→ TASK TO COMPLETE
All lines from the line containing "Thank you for the photograph above. Please mark the dark" up to and including the last line of the listing below should be echoed exactly; no other lines belong in the response.

→ RECORDS SUPPLIED
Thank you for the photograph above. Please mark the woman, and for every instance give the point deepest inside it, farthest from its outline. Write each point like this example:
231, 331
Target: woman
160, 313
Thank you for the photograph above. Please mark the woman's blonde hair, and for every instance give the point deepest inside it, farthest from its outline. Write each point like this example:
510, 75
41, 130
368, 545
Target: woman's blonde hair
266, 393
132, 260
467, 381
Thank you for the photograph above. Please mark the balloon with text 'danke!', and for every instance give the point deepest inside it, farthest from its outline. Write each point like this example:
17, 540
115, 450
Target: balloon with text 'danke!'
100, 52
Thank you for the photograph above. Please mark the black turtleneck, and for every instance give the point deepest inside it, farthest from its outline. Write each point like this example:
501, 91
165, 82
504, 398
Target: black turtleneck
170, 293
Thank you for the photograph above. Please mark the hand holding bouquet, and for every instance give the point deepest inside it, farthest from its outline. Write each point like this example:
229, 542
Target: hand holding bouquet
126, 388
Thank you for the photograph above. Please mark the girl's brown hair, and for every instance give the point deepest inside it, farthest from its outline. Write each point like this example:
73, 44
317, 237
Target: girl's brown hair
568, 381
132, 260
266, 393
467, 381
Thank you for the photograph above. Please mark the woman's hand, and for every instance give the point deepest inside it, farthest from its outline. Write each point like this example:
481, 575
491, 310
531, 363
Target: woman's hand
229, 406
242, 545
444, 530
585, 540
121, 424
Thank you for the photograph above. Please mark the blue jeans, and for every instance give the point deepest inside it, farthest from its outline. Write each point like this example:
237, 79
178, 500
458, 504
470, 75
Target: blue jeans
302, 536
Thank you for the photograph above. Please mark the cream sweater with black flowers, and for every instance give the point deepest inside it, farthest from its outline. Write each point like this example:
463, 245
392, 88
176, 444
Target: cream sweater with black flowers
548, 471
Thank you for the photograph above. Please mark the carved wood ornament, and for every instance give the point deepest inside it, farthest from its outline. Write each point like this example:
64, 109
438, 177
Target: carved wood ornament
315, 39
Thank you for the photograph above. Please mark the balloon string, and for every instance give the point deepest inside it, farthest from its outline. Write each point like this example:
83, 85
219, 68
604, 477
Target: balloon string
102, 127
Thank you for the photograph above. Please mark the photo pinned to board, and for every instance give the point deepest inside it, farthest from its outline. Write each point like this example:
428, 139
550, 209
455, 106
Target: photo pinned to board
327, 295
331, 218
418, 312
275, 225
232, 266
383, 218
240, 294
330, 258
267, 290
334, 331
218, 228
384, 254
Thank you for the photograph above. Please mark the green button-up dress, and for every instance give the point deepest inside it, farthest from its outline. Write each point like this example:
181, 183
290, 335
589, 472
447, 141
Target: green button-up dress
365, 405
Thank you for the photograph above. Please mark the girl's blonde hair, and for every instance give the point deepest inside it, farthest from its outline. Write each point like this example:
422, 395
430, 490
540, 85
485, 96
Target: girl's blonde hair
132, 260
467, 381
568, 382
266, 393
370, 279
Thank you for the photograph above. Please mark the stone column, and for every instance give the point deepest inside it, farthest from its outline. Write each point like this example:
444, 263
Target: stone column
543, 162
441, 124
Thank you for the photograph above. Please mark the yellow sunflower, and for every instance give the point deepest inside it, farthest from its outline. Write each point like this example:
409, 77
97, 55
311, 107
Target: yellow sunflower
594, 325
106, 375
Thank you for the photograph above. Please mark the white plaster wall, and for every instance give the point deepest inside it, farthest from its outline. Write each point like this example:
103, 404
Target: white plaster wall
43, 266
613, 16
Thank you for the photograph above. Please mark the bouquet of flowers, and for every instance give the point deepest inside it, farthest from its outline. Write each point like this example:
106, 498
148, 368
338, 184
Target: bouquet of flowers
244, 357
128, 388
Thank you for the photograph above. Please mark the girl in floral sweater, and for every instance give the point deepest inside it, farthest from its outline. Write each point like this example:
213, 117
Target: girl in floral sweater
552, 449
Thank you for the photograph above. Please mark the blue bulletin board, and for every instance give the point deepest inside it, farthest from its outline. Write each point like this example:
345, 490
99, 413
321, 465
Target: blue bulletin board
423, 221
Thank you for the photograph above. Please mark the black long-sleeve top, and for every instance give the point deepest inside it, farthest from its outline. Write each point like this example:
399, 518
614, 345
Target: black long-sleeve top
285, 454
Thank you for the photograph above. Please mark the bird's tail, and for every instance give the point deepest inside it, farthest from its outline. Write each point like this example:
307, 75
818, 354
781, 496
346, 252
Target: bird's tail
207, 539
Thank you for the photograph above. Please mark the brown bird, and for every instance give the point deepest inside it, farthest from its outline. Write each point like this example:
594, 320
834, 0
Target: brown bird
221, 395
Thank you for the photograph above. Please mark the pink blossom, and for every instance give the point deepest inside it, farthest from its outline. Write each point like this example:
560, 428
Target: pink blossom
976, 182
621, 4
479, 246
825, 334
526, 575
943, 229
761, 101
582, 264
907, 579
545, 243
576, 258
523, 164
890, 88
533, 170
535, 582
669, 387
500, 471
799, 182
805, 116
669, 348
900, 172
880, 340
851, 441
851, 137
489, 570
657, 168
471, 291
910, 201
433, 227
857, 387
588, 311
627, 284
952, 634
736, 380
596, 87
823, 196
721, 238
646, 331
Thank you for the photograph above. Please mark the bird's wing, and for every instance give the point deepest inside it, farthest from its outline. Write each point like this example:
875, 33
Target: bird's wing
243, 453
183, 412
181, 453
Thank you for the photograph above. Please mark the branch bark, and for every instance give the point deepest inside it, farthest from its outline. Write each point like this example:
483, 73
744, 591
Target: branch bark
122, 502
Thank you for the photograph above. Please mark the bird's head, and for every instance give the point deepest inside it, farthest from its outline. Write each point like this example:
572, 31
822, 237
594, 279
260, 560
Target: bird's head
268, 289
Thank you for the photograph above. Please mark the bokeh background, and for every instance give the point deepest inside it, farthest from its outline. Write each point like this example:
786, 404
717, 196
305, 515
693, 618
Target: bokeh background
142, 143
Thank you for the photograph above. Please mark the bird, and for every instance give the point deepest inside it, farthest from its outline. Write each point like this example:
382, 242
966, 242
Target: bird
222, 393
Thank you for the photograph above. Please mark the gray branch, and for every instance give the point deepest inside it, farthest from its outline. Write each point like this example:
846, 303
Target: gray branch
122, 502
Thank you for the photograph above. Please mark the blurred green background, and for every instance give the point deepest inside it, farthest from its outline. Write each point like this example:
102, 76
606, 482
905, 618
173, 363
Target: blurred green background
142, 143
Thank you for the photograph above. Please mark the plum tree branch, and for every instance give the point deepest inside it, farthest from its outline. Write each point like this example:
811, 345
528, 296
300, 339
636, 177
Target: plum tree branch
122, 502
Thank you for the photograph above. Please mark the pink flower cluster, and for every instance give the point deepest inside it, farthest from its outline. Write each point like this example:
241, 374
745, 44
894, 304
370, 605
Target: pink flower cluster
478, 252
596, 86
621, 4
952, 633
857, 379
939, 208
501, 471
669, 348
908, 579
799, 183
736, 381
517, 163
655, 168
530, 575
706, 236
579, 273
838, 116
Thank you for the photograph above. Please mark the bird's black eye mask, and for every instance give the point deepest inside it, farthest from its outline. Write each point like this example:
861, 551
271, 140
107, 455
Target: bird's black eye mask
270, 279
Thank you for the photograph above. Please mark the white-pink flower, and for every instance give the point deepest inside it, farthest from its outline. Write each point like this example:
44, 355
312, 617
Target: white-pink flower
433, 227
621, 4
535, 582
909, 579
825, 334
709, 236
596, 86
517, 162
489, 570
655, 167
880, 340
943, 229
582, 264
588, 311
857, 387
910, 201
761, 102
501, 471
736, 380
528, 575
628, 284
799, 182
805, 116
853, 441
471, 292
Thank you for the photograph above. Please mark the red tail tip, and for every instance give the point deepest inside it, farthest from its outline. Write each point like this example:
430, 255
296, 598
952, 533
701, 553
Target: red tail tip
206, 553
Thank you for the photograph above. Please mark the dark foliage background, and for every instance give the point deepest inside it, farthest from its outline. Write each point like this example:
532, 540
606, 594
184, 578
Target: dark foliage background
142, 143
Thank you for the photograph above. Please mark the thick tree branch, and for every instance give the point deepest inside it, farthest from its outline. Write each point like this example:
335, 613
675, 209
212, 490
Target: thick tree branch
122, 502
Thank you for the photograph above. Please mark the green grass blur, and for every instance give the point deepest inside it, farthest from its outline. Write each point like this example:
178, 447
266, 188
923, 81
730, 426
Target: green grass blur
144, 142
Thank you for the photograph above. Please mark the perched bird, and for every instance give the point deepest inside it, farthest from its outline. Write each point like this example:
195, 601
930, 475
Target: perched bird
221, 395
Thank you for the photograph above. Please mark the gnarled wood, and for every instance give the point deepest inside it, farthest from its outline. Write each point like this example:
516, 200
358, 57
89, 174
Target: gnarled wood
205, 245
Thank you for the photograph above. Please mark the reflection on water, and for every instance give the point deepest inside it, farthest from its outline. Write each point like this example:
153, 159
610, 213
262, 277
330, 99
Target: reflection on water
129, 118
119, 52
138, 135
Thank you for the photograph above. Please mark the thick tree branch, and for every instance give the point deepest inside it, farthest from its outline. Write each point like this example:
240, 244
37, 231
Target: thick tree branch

→ EXERCISE ANSWER
Thank you for the photograph above. Please mark the dark foliage background, and for every instance give the point deepest inside it, farthest from its outline. Write each point like this example:
532, 540
606, 594
184, 578
Target: dark foliage background
142, 143
Thank you for the photograph above. Please mark the thick tree branch, and for every instance give the point deepest inside it, farthest from its outline. Write each point like this example:
335, 613
675, 209
212, 490
Target: thick tree branch
122, 502
Thank you for the photograph above. Please mark the green grass blur, and for every instance give the point deepest inside it, farthest from its outline. Write each point like this example:
178, 447
266, 188
923, 81
730, 426
Target: green grass blur
144, 142
Thank you for the photograph above. Please mark the perched bird, and for every instance give the point deepest inside it, farthest from its outline. Write each point like this example:
195, 601
930, 475
Target: perched bird
221, 395
Thank you for the photograph above. Please mark the gnarled wood, and for every instance give the point deepest inside it, farthest from its outline. Write each point like this example:
516, 200
358, 57
89, 174
Target: gnarled wood
205, 245
Thank you for the photograph above. Please mark the reflection on water, and for every instance give the point deepest inside it, farthest from its outline. Write each point like this example:
153, 159
610, 213
262, 277
330, 99
Target: reflection on water
129, 118
119, 52
138, 135
Thank you for the photograph above. Please mark the thick tree branch, and for every instance give the point deepest inside it, farthest from its outline. Write each point like this example:
240, 244
37, 231
Target: thick tree branch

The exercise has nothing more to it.